### Dataset rows
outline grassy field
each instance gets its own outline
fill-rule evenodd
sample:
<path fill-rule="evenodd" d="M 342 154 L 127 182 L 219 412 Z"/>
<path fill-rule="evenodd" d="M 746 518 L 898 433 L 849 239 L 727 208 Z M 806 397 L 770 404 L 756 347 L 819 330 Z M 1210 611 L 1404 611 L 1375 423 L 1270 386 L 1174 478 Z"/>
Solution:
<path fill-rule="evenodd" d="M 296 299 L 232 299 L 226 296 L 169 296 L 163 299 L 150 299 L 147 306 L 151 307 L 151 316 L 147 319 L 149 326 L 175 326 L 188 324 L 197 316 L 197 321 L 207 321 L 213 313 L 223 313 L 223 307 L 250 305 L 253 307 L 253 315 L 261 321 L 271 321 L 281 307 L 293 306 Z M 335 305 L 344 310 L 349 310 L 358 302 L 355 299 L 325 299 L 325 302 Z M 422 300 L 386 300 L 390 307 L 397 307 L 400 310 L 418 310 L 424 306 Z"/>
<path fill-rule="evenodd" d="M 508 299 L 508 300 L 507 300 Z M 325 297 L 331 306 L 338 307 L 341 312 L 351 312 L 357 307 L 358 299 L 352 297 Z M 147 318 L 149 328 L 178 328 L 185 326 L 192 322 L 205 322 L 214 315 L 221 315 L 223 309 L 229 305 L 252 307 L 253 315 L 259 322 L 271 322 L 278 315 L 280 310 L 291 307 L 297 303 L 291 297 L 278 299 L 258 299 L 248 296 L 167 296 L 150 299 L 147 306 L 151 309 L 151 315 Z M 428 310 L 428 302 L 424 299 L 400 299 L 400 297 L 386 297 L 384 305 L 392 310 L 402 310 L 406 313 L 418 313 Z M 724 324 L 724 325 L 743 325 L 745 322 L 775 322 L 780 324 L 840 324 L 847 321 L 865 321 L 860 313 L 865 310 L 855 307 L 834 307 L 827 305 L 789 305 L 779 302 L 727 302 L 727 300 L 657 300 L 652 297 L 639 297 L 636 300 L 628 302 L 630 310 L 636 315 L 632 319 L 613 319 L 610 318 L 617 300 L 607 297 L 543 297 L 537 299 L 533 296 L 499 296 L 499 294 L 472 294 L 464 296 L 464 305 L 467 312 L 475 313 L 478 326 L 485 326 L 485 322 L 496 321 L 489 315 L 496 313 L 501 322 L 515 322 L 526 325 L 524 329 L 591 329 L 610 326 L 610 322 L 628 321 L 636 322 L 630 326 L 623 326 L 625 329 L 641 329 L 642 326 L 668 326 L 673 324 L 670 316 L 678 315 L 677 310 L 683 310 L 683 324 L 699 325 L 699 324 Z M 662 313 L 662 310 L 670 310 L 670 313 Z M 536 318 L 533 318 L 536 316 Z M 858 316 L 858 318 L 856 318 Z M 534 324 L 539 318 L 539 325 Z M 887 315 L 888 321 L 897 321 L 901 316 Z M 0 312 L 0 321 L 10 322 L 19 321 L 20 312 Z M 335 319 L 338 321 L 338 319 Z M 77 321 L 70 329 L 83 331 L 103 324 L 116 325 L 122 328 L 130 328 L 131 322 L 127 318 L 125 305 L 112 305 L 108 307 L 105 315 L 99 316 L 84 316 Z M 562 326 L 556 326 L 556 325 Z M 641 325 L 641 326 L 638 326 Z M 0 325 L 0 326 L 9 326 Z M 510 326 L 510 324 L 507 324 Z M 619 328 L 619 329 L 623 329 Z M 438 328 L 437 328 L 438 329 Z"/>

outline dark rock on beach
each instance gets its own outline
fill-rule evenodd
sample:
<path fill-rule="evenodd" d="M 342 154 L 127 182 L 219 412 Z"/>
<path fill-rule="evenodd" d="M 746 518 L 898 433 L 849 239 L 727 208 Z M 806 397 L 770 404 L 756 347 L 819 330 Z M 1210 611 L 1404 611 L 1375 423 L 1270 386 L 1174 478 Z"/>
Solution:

### Exercise description
Rewrite every line of the rows above as a numbered list, leaving out the blank lines.

### Output below
1. outline grassy field
2. each instance gets its own outline
3. fill-rule evenodd
4. sample:
5. <path fill-rule="evenodd" d="M 342 154 L 127 182 L 219 412 Z"/>
6. <path fill-rule="evenodd" d="M 746 518 L 898 433 L 849 239 L 727 208 Z M 806 397 L 770 404 L 756 347 L 819 330 Z M 1210 611 L 1404 611 L 1375 423 L 1270 386 L 1174 478 Z"/>
7. Solution:
8. <path fill-rule="evenodd" d="M 296 299 L 232 299 L 226 296 L 169 296 L 163 299 L 150 299 L 147 306 L 151 307 L 151 316 L 147 319 L 149 326 L 175 326 L 188 324 L 197 316 L 197 321 L 207 321 L 213 313 L 223 313 L 223 307 L 250 305 L 253 307 L 253 315 L 261 321 L 271 321 L 281 307 L 293 306 Z M 335 305 L 344 310 L 349 310 L 358 302 L 355 299 L 325 299 L 325 302 Z M 422 300 L 386 300 L 390 307 L 397 307 L 400 310 L 418 310 L 424 306 Z"/>
9. <path fill-rule="evenodd" d="M 508 299 L 508 300 L 507 300 Z M 325 297 L 331 306 L 338 307 L 341 312 L 351 312 L 357 307 L 358 299 L 352 297 Z M 147 318 L 149 328 L 178 328 L 185 326 L 192 322 L 205 322 L 214 315 L 221 315 L 223 309 L 229 305 L 252 307 L 253 315 L 259 322 L 271 322 L 278 315 L 280 310 L 291 307 L 297 303 L 291 297 L 278 299 L 258 299 L 248 296 L 167 296 L 150 299 L 147 306 L 151 309 L 151 315 Z M 428 310 L 428 302 L 424 299 L 400 299 L 400 297 L 386 297 L 384 305 L 392 310 L 402 310 L 406 313 L 418 313 Z M 724 324 L 724 325 L 743 325 L 745 322 L 775 322 L 780 324 L 840 324 L 847 321 L 865 321 L 860 313 L 865 310 L 855 307 L 834 307 L 827 305 L 789 305 L 779 302 L 727 302 L 727 300 L 657 300 L 652 297 L 639 297 L 636 300 L 628 302 L 630 310 L 636 315 L 632 319 L 613 319 L 610 318 L 617 300 L 607 297 L 543 297 L 537 299 L 533 296 L 499 296 L 499 294 L 472 294 L 464 296 L 464 305 L 467 312 L 475 313 L 478 326 L 485 326 L 485 322 L 496 321 L 489 315 L 496 313 L 501 322 L 515 322 L 526 325 L 524 329 L 591 329 L 610 326 L 610 322 L 628 321 L 636 322 L 630 326 L 623 326 L 625 329 L 641 329 L 642 326 L 668 326 L 673 324 L 670 316 L 678 315 L 677 310 L 683 310 L 683 324 L 699 325 L 699 324 Z M 662 313 L 662 310 L 670 310 L 670 313 Z M 536 318 L 533 318 L 536 316 Z M 858 316 L 858 318 L 856 318 Z M 534 324 L 539 318 L 539 325 Z M 887 315 L 888 321 L 897 321 L 901 316 Z M 0 312 L 0 321 L 10 322 L 19 321 L 20 312 Z M 335 319 L 338 321 L 338 319 Z M 77 321 L 70 329 L 83 331 L 103 324 L 116 325 L 122 328 L 130 328 L 131 322 L 127 318 L 125 305 L 112 305 L 108 307 L 105 315 L 99 316 L 84 316 Z M 562 326 L 556 326 L 556 325 Z M 641 325 L 641 326 L 638 326 Z M 0 325 L 0 326 L 9 326 Z M 510 326 L 510 324 L 507 324 Z M 619 328 L 619 329 L 623 329 Z M 438 328 L 437 328 L 438 329 Z"/>
10. outline dark rock on beach
11. each instance gets its own outline
12. fill-rule evenodd
13. sample:
14. <path fill-rule="evenodd" d="M 342 154 L 127 182 L 219 412 Z"/>
15. <path fill-rule="evenodd" d="M 746 518 L 898 433 L 849 239 L 727 208 Z M 806 397 L 770 404 L 756 347 L 819 330 Z M 1210 611 L 1404 611 L 1375 423 L 1270 386 L 1174 478 Z"/>
16. Solution:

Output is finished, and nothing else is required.